Task objective: Below you will find a set of lines. Repeat them all exactly.

Available records:
◇ ◇ ◇ ◇ ◇

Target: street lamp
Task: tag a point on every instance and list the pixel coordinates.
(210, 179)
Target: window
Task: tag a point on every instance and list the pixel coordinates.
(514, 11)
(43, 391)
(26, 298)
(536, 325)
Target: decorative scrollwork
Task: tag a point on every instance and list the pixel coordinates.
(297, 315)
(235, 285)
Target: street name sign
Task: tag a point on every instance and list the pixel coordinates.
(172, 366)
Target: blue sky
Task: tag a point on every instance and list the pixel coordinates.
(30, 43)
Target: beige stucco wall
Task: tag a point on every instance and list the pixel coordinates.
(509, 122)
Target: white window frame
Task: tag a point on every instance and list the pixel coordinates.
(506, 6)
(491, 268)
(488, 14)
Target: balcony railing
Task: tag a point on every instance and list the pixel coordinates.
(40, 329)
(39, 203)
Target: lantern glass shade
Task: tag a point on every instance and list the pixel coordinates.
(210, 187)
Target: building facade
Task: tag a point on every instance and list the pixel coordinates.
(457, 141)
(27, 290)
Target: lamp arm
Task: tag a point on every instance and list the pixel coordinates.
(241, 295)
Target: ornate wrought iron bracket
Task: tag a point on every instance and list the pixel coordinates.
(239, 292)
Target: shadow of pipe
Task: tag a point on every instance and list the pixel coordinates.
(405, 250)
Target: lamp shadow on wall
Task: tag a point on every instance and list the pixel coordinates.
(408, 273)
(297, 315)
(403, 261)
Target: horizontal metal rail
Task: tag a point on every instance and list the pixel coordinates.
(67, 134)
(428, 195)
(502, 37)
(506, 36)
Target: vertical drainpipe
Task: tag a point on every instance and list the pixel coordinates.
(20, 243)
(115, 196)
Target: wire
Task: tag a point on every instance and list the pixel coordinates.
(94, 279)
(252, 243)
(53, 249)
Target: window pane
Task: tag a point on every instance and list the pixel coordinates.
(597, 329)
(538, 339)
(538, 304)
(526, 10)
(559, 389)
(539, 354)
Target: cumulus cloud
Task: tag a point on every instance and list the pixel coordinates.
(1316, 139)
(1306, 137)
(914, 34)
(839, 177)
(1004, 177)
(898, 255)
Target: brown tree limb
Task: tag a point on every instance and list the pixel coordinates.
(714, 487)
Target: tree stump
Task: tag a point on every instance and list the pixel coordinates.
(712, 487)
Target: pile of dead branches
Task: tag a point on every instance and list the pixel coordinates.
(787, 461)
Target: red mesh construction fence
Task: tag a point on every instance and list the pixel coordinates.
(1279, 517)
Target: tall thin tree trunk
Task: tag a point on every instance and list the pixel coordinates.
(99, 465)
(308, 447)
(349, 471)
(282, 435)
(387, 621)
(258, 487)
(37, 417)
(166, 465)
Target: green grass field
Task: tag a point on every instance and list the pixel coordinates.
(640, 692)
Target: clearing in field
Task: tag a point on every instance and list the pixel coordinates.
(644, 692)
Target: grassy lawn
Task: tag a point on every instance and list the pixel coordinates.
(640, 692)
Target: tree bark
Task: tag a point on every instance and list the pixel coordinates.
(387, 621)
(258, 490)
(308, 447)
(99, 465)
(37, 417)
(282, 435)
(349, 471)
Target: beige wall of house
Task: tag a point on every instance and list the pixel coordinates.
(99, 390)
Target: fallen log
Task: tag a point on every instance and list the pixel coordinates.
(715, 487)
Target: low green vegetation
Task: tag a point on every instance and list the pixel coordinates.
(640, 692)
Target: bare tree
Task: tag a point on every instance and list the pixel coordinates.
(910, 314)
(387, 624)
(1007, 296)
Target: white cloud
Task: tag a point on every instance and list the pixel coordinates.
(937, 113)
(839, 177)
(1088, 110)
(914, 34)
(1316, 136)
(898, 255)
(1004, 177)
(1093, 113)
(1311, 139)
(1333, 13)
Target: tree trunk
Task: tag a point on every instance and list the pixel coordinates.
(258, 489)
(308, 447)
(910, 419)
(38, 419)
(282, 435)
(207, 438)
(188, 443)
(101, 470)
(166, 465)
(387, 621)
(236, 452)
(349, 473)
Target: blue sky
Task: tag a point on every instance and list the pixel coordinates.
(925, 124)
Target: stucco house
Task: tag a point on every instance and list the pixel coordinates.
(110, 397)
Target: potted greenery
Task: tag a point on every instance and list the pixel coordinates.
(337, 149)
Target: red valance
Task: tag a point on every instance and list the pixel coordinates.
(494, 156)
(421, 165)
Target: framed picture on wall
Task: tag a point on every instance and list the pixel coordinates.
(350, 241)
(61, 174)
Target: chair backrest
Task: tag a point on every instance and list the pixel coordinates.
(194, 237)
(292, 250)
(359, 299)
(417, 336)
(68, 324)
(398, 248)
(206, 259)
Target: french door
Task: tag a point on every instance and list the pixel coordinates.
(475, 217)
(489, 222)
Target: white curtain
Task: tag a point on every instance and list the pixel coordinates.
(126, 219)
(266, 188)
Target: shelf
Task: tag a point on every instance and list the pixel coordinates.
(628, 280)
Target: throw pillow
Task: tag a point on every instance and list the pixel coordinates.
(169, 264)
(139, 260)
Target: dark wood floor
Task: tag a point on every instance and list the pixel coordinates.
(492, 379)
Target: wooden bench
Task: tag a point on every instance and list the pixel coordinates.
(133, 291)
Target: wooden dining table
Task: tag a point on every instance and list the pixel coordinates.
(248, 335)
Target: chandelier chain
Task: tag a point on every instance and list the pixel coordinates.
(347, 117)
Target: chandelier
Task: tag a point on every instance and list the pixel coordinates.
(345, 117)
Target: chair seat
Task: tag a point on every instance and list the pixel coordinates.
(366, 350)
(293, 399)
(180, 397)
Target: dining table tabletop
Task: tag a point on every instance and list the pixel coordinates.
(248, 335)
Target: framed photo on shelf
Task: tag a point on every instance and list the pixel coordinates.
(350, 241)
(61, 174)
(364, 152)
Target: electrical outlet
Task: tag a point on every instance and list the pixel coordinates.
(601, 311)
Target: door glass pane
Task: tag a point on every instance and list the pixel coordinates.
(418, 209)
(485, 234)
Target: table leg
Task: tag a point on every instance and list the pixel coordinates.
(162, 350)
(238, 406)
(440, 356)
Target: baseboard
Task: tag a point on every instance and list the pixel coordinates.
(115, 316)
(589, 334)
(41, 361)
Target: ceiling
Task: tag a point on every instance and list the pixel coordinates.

◇ ◇ ◇ ◇ ◇

Problem solution:
Target: street lamp
Task: tag a point on every instance and list the pixel coordinates.
(210, 179)
Target: window
Task: tag a point on every instance and list the pixel coordinates.
(514, 11)
(43, 391)
(26, 298)
(536, 325)
Target: decorative scrollwork
Task: tag a point on every instance and list the pixel coordinates.
(297, 315)
(235, 285)
Target: street name sign
Task: tag a point on every instance and list the pixel coordinates.
(172, 366)
Target: blue sky
Task: tag a point on every instance and list the pixel coordinates.
(30, 43)
Target: beige stucco wall
Task: tag a point on every instance and list the pixel coordinates.
(509, 122)
Target: white window frame
Task: tag a point on every instance and list the pixel coordinates.
(506, 6)
(491, 268)
(488, 14)
Target: balcony railing
Task: tag a point on every instance and list the pixel coordinates.
(40, 329)
(39, 203)
Target: lantern glass shade
Task: tag a point on every instance and list the pixel coordinates.
(210, 187)
Target: building facade
Task: tag a point on every instance and list the pixel coordinates.
(457, 141)
(27, 290)
Target: lamp arm
Task: tag a point on every instance and list the pixel coordinates.
(241, 295)
Target: ornate wrought iron bracket
Task: tag a point on every instance and list the pixel coordinates.
(239, 292)
Target: shadow of pipe
Task: tag a point on every instance and list the pixel coordinates.
(405, 250)
Target: lamp shadow on wall
Task: tag a point on every instance and list the pixel coordinates.
(408, 273)
(297, 315)
(403, 261)
Target: horizontal metal rail
Task: tag a point on every instance and list the pixel coordinates.
(67, 134)
(428, 195)
(502, 37)
(506, 36)
Target: vertical drainpipe
Task: tag a point on every instance and list the pixel coordinates.
(20, 243)
(115, 196)
Target: wire
Task: tag a point on every instance and list the pixel coordinates.
(94, 279)
(252, 243)
(53, 249)
Target: window pane
Task: tag a point on every instance and list the pixel coordinates.
(597, 329)
(538, 339)
(538, 304)
(526, 10)
(559, 389)
(539, 354)
Target: cumulus cloud
Task: tag a point on every instance and list the pixel coordinates.
(1316, 139)
(1306, 137)
(914, 34)
(839, 177)
(1004, 177)
(898, 255)
Target: brown tree limb
Task: tag a point on every instance and list the pixel coordinates.
(714, 487)
Target: tree stump
Task: tag a point on every instance and list the pixel coordinates.
(712, 487)
Target: pile of dead branches
Task: tag a point on every instance and list the pixel coordinates.
(787, 461)
Target: red mesh construction fence
Task: tag a point on every instance and list the pixel coordinates.
(1279, 517)
Target: tall thin tree trunk
Task: tag a point on every instance and list the pixel coordinates.
(99, 465)
(308, 447)
(349, 471)
(282, 435)
(387, 621)
(258, 487)
(37, 417)
(166, 465)
Target: green grass field
Task: tag a point on every instance and list the pixel coordinates.
(640, 692)
Target: clearing in field
Task: tag a point on every instance and list the pixel coordinates.
(644, 692)
Target: grassy lawn
Task: tag a point on every instance and list the pixel coordinates.
(640, 692)
Target: tree bark
Task: tag a point on every instance and list the pixel coordinates.
(387, 621)
(258, 490)
(308, 447)
(99, 465)
(37, 417)
(282, 435)
(349, 471)
Target: beige wall of house
Task: tag a point on every instance and list the pixel coordinates.
(99, 390)
Target: fallen log
Task: tag a point on every instance and list the pixel coordinates.
(715, 487)
Target: low green vegetation
Task: tag a point on every instance and list the pixel coordinates.
(640, 692)
Target: bare tree
Task: tag a point on every instance and list the pixel coordinates.
(910, 314)
(387, 624)
(1007, 296)
Target: white cloud
Task: tag a point on every instance and list the pixel coordinates.
(937, 113)
(839, 177)
(1088, 110)
(914, 34)
(1316, 136)
(898, 255)
(1004, 177)
(1093, 113)
(1311, 139)
(1333, 13)
Target: tree trunk
Task: tag a point on every instance and list the pixel coordinates.
(258, 489)
(308, 447)
(910, 419)
(38, 419)
(282, 435)
(207, 438)
(188, 443)
(101, 470)
(166, 465)
(387, 621)
(236, 452)
(349, 473)
Target: blue sky
Task: tag a point on every instance and list the pixel coordinates.
(925, 124)
Target: stucco house
Task: tag a point on every instance and list the pixel coordinates.
(110, 397)
Target: potted greenery
Task: tag a point on every instance and list the pixel coordinates.
(337, 149)
Target: red valance
Task: tag a point on every instance and list the pixel coordinates.
(494, 156)
(421, 165)
Target: framed picture on wall
Task: tag a point on every instance and list the pixel coordinates.
(350, 241)
(61, 174)
Target: chair backrest
Task: tag a point on every instance and list the pixel coordinates.
(194, 237)
(292, 250)
(359, 299)
(417, 336)
(68, 324)
(398, 248)
(206, 259)
Target: french door
Task: tag a point on every instance and list the pixel coordinates.
(475, 217)
(489, 222)
Target: white curtain
Task: tag a point on every instance and list the pixel coordinates.
(126, 219)
(266, 188)
Target: shelf
Task: tag a point on every instance and list the pixel coordinates.
(628, 280)
Target: throw pillow
Task: tag a point on every instance and list the pixel coordinates.
(169, 264)
(139, 260)
Target: dark wood floor
Task: tag a point on every instance and list the pixel coordinates.
(492, 379)
Target: wooden bench
Task: tag a point on every instance and list the pixel coordinates.
(133, 291)
Target: wooden dining table
Task: tag a point on every instance and list the pixel coordinates.
(248, 335)
Target: chandelier chain
Task: tag a point on every instance and list the pixel coordinates.
(347, 117)
Target: chandelier
Task: tag a point on every instance and list the pixel coordinates.
(345, 117)
Target: chair seat
Task: tag a point on every instance and list the pixel coordinates.
(366, 350)
(293, 399)
(180, 397)
Target: dining table tabletop
Task: tag a point on every instance and list the pixel coordinates.
(248, 335)
Target: framed photo on shelf
Task: tag a point on every instance and list the pixel coordinates.
(350, 241)
(61, 174)
(364, 152)
Target: electrical outlet
Task: tag a point on every instance and list the pixel coordinates.
(601, 311)
Target: door glass pane
Task: tag a point on every instance and list the pixel coordinates.
(418, 209)
(485, 234)
Target: table leg
Task: tag a point on every instance and list the pixel coordinates.
(162, 350)
(238, 406)
(440, 356)
Target: baseboard
Task: tag a point on every instance and list the pixel coordinates.
(115, 316)
(589, 334)
(41, 361)
Target: ceiling
Task: tag a point on every instance and list the pixel coordinates.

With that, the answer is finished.